_The task_. The lines to copy run from the one containing "Note: locate the wristwatch" through the last line of the listing; copy them exactly and nothing more.

_Source information_.
+-------+

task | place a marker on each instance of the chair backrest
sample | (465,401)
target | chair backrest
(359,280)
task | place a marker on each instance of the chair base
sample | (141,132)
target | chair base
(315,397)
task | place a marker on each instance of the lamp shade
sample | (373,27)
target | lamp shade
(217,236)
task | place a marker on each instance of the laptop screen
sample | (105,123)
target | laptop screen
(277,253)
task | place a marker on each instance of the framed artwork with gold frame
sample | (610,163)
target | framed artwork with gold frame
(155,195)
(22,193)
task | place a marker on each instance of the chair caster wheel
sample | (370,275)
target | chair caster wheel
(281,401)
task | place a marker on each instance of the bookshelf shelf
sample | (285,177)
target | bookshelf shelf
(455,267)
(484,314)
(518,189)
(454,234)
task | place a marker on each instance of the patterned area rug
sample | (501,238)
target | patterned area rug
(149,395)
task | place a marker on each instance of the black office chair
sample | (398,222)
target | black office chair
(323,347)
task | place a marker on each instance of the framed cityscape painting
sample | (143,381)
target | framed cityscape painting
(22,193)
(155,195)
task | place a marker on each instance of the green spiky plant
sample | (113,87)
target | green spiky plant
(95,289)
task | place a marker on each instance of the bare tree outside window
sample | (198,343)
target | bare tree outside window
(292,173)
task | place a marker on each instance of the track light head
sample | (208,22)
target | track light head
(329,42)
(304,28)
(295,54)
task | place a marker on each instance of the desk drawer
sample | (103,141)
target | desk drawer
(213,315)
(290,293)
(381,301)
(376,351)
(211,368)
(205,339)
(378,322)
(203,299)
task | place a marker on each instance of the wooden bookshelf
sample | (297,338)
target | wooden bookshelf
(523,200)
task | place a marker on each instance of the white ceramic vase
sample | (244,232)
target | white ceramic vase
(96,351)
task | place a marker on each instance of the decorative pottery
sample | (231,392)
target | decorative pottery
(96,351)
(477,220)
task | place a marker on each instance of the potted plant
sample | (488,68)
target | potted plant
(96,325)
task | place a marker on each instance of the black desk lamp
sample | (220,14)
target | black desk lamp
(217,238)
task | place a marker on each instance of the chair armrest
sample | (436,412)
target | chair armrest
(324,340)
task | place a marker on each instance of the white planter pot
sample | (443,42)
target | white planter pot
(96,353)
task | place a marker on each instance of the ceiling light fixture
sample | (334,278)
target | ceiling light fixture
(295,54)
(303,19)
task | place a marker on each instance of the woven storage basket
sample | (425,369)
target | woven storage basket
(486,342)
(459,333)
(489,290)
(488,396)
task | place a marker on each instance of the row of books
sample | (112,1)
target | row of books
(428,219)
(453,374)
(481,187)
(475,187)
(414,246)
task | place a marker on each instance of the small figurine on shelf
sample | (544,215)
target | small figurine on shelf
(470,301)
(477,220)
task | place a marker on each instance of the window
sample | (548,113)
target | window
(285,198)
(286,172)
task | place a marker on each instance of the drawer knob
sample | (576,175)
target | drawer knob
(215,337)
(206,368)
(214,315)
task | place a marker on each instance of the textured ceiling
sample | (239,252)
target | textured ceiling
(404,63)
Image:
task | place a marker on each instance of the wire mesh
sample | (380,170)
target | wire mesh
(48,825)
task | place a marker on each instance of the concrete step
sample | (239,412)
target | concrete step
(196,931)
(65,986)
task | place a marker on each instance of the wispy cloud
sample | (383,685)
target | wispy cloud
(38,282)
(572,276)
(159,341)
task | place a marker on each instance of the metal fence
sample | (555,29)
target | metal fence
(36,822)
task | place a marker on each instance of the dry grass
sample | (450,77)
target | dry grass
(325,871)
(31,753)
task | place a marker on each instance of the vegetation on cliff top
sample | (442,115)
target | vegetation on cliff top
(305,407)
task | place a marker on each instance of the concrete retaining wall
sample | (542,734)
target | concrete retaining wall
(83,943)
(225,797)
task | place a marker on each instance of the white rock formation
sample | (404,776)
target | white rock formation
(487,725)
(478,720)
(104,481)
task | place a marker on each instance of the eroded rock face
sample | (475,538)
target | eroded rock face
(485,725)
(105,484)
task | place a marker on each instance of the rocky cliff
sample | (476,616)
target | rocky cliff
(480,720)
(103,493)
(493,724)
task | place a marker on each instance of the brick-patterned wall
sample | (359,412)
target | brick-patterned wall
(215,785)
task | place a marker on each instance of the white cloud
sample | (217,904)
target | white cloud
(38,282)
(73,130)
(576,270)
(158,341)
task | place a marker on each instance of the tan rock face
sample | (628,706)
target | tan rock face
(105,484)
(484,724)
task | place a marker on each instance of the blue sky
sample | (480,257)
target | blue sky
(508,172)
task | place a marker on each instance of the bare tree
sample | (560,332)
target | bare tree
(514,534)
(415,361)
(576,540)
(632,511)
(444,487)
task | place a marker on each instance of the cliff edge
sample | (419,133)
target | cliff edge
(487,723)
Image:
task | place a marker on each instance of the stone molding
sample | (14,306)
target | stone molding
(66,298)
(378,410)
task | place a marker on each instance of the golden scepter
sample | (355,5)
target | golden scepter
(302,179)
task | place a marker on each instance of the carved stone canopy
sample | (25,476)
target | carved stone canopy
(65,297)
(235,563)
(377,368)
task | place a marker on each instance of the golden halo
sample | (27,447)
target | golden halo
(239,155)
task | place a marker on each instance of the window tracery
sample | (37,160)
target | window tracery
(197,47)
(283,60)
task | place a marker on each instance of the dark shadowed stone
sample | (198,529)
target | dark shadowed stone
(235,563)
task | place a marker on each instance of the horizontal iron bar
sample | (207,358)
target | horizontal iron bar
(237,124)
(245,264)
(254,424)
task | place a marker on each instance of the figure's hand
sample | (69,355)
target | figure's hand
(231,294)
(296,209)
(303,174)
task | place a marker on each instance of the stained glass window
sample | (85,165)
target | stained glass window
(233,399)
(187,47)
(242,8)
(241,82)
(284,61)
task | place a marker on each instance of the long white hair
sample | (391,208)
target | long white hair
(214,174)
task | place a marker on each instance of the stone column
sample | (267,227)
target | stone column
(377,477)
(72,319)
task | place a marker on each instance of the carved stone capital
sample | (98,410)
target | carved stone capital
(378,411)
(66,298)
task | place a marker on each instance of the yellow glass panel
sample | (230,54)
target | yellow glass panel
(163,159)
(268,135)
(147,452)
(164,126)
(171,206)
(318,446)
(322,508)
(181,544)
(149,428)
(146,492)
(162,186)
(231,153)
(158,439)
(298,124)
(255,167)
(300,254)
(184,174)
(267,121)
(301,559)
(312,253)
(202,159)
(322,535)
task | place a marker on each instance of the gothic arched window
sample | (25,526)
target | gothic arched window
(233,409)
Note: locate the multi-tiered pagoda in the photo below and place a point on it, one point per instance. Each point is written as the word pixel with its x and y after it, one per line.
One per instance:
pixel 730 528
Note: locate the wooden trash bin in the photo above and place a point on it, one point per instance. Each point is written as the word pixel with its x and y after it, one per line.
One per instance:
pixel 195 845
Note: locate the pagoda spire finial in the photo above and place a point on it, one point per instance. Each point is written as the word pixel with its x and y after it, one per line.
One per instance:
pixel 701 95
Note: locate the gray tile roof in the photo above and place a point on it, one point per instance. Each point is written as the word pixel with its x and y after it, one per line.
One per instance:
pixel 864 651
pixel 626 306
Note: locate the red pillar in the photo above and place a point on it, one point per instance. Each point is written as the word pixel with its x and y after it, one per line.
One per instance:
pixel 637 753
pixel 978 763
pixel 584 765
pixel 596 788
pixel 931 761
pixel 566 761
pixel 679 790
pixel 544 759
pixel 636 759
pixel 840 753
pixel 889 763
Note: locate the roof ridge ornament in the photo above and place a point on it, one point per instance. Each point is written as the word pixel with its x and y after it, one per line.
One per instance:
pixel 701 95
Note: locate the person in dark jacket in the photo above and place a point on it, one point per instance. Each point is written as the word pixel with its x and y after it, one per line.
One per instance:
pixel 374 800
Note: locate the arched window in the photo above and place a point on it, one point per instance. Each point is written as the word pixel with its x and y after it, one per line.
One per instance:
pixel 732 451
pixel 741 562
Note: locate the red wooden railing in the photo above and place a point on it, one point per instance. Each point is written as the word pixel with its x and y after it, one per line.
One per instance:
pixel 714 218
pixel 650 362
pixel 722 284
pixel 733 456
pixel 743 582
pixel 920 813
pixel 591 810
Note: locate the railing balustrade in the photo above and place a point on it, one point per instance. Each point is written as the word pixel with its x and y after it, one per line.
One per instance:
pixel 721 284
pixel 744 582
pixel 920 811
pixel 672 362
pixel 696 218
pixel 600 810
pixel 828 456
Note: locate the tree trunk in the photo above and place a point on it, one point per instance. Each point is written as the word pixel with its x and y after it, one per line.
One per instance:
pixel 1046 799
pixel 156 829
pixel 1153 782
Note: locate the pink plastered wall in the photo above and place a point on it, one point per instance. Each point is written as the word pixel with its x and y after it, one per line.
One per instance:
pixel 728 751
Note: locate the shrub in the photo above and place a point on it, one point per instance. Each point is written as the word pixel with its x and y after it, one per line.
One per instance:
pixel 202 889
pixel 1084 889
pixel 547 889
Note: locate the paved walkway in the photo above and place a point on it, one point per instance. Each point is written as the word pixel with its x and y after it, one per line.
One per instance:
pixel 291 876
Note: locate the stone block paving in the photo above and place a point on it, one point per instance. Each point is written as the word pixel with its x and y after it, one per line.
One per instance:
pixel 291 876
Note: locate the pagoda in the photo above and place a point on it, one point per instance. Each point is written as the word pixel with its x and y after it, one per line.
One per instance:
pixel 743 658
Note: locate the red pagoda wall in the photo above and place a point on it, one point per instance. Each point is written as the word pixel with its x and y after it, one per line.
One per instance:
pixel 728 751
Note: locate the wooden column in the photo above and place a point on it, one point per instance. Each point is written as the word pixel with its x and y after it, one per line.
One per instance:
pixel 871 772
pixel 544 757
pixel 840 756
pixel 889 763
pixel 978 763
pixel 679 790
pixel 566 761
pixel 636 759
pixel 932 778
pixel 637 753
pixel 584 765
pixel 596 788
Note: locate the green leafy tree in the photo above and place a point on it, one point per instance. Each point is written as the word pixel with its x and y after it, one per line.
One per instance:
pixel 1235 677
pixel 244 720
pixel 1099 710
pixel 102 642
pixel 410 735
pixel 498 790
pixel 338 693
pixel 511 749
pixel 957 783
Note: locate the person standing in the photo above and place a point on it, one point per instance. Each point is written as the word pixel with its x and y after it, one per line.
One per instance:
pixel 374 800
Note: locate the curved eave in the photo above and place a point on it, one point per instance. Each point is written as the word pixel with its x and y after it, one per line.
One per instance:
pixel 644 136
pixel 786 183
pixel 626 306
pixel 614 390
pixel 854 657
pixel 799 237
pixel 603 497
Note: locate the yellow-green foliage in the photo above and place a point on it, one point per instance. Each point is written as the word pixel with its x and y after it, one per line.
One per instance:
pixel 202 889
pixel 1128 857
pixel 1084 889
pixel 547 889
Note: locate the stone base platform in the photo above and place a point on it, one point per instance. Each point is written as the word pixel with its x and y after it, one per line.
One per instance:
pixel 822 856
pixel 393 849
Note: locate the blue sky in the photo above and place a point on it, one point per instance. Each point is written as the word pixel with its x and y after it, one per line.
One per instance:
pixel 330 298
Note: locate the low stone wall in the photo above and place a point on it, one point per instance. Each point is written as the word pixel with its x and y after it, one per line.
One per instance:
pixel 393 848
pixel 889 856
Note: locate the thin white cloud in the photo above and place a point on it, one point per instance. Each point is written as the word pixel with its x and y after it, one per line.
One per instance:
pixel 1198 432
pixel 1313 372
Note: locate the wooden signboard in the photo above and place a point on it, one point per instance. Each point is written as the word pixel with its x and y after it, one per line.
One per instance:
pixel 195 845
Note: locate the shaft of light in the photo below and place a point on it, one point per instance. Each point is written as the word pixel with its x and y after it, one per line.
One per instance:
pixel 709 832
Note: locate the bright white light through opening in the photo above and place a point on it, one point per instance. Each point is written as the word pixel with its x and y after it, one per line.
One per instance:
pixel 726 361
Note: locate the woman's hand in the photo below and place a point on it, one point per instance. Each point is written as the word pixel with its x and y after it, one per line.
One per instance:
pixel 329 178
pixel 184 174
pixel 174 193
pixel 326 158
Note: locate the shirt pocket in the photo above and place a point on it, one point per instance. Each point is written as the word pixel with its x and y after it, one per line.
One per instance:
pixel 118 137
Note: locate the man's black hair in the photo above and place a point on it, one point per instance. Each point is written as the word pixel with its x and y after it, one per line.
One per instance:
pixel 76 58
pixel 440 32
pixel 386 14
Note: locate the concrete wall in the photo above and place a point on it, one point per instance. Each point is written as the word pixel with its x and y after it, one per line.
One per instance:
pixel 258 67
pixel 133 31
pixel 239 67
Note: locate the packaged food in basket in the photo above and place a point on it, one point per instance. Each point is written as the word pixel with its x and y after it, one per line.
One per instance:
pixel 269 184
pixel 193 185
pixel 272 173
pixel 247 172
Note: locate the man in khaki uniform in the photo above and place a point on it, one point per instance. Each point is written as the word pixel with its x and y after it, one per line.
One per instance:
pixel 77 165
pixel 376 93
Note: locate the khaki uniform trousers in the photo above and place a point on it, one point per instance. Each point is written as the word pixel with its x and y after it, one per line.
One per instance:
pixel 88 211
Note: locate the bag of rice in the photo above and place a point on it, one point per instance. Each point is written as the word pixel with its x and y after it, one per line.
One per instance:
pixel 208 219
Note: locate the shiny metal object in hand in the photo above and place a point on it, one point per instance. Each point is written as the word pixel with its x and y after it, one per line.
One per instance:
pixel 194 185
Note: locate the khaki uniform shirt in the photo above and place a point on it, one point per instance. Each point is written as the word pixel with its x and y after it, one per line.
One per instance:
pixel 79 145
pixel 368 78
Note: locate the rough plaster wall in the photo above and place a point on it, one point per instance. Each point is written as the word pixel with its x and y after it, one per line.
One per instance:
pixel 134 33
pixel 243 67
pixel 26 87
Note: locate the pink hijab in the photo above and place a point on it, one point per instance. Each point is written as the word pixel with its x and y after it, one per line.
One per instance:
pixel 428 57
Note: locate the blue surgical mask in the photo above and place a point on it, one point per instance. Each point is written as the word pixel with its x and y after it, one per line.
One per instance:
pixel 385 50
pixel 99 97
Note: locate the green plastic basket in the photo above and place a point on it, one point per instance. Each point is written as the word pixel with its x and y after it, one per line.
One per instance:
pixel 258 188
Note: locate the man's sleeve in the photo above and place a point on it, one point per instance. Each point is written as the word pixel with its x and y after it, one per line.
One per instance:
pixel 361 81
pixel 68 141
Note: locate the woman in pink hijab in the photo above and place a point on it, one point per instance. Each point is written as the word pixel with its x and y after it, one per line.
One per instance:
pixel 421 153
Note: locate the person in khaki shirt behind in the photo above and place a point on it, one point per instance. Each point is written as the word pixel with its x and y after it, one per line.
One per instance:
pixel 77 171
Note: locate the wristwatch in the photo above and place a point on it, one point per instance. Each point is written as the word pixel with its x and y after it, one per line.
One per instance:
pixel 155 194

+-------+

_Solution for this task_.
Note: locate the wristwatch in the photo above and place a point on it, one point per instance. Each point is written as the word pixel with its x and y after it, one per line.
One per instance:
pixel 155 194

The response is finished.